_Items from a labeling set_:
**********

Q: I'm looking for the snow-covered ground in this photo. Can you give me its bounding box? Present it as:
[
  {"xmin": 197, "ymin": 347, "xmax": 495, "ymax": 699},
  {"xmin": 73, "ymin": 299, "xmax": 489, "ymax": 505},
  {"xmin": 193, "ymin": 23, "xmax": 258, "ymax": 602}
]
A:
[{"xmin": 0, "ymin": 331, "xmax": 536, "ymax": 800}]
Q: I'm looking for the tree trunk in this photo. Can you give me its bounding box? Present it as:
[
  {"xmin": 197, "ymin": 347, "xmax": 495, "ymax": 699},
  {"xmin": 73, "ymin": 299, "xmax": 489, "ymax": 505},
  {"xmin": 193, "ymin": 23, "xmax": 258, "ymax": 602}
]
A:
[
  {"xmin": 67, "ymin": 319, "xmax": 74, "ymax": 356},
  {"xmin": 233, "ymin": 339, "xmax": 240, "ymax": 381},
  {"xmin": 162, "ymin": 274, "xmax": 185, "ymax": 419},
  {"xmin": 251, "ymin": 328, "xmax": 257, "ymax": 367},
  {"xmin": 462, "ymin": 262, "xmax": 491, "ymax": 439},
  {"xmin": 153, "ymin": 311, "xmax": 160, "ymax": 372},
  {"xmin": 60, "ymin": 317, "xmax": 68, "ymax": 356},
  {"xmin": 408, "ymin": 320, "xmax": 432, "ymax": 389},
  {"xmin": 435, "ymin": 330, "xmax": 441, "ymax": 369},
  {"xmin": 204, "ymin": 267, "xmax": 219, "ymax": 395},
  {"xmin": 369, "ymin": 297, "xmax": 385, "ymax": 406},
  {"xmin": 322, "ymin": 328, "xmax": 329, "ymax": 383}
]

**********

_YOUR TASK_: Rewrite the lines above with "enclosing box" in place of each "bounding box", keeping everything else the same.

_RESULT OF THIS EXERCISE_:
Q: I'm looking for the snow-covered ground in this photo. Can you give me its enclosing box? Present it as:
[
  {"xmin": 197, "ymin": 347, "xmax": 495, "ymax": 699},
  {"xmin": 73, "ymin": 299, "xmax": 489, "ymax": 505},
  {"xmin": 193, "ymin": 23, "xmax": 258, "ymax": 602}
]
A:
[{"xmin": 0, "ymin": 331, "xmax": 536, "ymax": 800}]
Q: I'm looking for the tree trunk in this photo. Can you give me its enclosing box? Present it as:
[
  {"xmin": 197, "ymin": 347, "xmax": 495, "ymax": 699},
  {"xmin": 73, "ymin": 299, "xmax": 489, "ymax": 505},
  {"xmin": 193, "ymin": 23, "xmax": 258, "ymax": 602}
]
A:
[
  {"xmin": 67, "ymin": 319, "xmax": 74, "ymax": 356},
  {"xmin": 233, "ymin": 339, "xmax": 240, "ymax": 381},
  {"xmin": 162, "ymin": 274, "xmax": 185, "ymax": 419},
  {"xmin": 251, "ymin": 328, "xmax": 257, "ymax": 367},
  {"xmin": 462, "ymin": 262, "xmax": 491, "ymax": 439},
  {"xmin": 153, "ymin": 311, "xmax": 160, "ymax": 372},
  {"xmin": 60, "ymin": 317, "xmax": 68, "ymax": 356},
  {"xmin": 408, "ymin": 320, "xmax": 432, "ymax": 389},
  {"xmin": 435, "ymin": 330, "xmax": 441, "ymax": 369},
  {"xmin": 204, "ymin": 267, "xmax": 219, "ymax": 395},
  {"xmin": 369, "ymin": 297, "xmax": 385, "ymax": 406},
  {"xmin": 322, "ymin": 328, "xmax": 329, "ymax": 383}
]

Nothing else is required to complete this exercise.